Listed entries:
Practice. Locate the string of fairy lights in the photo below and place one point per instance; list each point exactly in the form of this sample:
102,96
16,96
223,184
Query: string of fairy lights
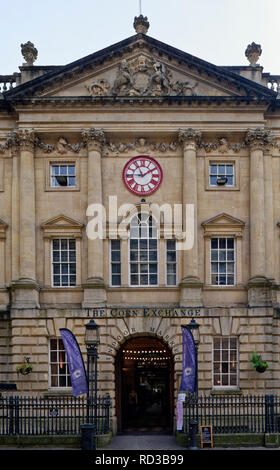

What the task requires: Could you return every line from the entries above in which the string "lights" occurs?

Task response:
Practice. Locate the string of fairy lights in the photo below and place one point per instance; list each point exactly in the form of this sample:
Query: string of fairy lights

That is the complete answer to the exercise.